EXCERPT TO READ
By Lucy Parkinson, Research Manager, LSN
Another quarter, another round of number-crunching in the venture capital space, and as Q1 2014 has come to an end the message is quite clear; VC deals continue to trend away from early stage opportunities. According to Pitchbook, who tracks venture activity in all industries, 1348 companies raised $15.4 billion from VCs in Q1 2014; in Q1 2013, 1856 companies raised $11 billion from VCs. That’s 500 fewer companies getting VC funding, while the median deal size has doubled from $2 million to $4 million.
This trend is magnified in the life science sector, which represents 14% of VC deals. According to PWC, this trend became clear at the end of 2013, at which point life science venture investment decreased by 15% year over year, while deal volume declined by 2% over the same period. Compared with the previous quarter, investment declined by 26%. Developing a single therapeutic product might cost a company $1b before the product can bring in so much as a dime of revenue, and that is largely incongruent with the shorter exit timelines that VC’s are seeking. At LSN, we often encounter very early-stage life science startups running on NIH grants and hoping to step out into the world as their grant funding dwindles and be instantly supported by a big-name VC firm. The Q1 figures send a clear message that it is unlikely to happen. However, this is clearly a major opportunity for investors filling the VC void (virtual pharma, venture philanthropy, family offices and the like).

[Items listed in a dataset]
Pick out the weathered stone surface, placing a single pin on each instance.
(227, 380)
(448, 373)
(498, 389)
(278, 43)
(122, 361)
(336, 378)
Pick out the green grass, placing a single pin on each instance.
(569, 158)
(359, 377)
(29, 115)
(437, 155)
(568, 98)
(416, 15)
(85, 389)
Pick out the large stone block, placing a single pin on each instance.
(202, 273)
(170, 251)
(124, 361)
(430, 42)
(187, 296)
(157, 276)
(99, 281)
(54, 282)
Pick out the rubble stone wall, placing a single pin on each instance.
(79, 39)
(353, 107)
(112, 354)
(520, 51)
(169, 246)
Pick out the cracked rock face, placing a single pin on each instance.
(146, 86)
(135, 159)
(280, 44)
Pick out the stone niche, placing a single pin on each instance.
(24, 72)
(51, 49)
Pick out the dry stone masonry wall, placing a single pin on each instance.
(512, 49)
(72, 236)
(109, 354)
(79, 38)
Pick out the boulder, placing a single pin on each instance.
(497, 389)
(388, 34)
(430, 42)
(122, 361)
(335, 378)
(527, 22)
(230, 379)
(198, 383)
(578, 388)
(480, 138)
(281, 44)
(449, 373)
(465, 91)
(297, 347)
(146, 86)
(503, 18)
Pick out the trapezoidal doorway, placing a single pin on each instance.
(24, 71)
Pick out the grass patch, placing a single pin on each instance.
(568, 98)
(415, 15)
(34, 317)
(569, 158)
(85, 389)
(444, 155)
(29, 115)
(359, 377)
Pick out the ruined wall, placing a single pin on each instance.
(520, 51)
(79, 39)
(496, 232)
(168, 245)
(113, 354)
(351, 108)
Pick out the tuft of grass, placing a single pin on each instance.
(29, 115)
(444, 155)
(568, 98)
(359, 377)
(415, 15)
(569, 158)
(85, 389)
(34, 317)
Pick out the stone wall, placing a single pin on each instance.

TASK INSTRUCTIONS
A) Answer these questions using the venture capital article:
(i) According to Pitchbook, how many companies raised VC money in Q1 2014?
(ii) What share of VC deals does the life science sector represent?
(iii) By what percentage did life science venture investment fall year over year at the end of 2013, according to PWC?
B) Go on with the venture capital article, picking up after its final sentence.
The rows come from a different source than the venture capital article.

RESPONSES PER TASK
A)
(i) 1348 companies
(ii) 14%
(iii) 15%

B)
Are there any upsides in the data? Potentially two: Firstly, VC funding for healthcare IT companies is booming, with Q1 venture investments up 78% over 2013. It’s a new field with a lot of risk lying between early investments and eventual success; most of the funding flooding into the sector is being allocated in seed and Series A rounds, and some experts are concerned that this bubble might burst due to companies failing to hit the targets required to secure Series B funding. Secondly, this trend is making room for more early stage investors from other categories who now have the opportunity to invest in emerging assets.
So what does this mean for entrepreneurs in life sciences? Simply put, the data shows that things are still in a period of major transition, and the state of investment. It is critical for entrepreneurs to have insight into where the capital is flowing to successfully navigate the changing landscape. It’s never been more important to have your ear on the ground regarding funding, or to work with a fundraising partner who does. There’s dozens of new funds out there that might be a fit for your company, and there’s also increasingly many funding possibilities outside of accepting a venture capital investment. Here at LSN we’re keeping an eye on the space, and we’ll keep you abreast of new trends as they happen.